Exercise details | Swap "segment" for "outline" everywhere in the listing and return all of its lines, leaving everything else as it is.

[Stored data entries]
-----
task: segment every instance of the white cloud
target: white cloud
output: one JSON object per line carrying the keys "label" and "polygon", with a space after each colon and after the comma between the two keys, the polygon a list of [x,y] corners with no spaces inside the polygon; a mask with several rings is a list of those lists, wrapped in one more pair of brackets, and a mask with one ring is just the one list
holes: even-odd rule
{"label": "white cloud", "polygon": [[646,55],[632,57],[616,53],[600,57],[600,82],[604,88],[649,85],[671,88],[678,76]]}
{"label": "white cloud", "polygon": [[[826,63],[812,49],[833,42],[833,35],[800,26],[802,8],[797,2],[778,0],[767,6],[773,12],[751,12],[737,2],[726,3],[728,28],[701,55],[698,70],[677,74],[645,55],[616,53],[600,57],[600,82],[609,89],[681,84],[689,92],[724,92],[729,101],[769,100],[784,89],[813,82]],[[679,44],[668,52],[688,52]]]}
-----
Exercise answer |
task: outline every instance of the white cloud
target: white cloud
output: one JSON object per line carrying the keys "label" and "polygon", with a space after each colon and after the comma between the two keys, the polygon a list of [x,y] corners with no spaces inside the polygon; a mask with several rings is a list of those lists, wrapped in one more pair of brackets, and a mask with one ring is just the one list
holes: even-odd rule
{"label": "white cloud", "polygon": [[646,55],[632,57],[616,53],[600,57],[600,82],[604,88],[649,85],[671,88],[678,76]]}
{"label": "white cloud", "polygon": [[[826,63],[812,49],[833,42],[833,35],[800,26],[802,8],[797,2],[778,0],[767,6],[773,12],[751,12],[737,2],[726,3],[728,28],[701,55],[698,70],[677,74],[645,55],[616,53],[600,57],[600,82],[609,89],[681,84],[689,92],[724,92],[729,101],[769,100],[784,89],[813,82]],[[679,44],[668,52],[688,52]]]}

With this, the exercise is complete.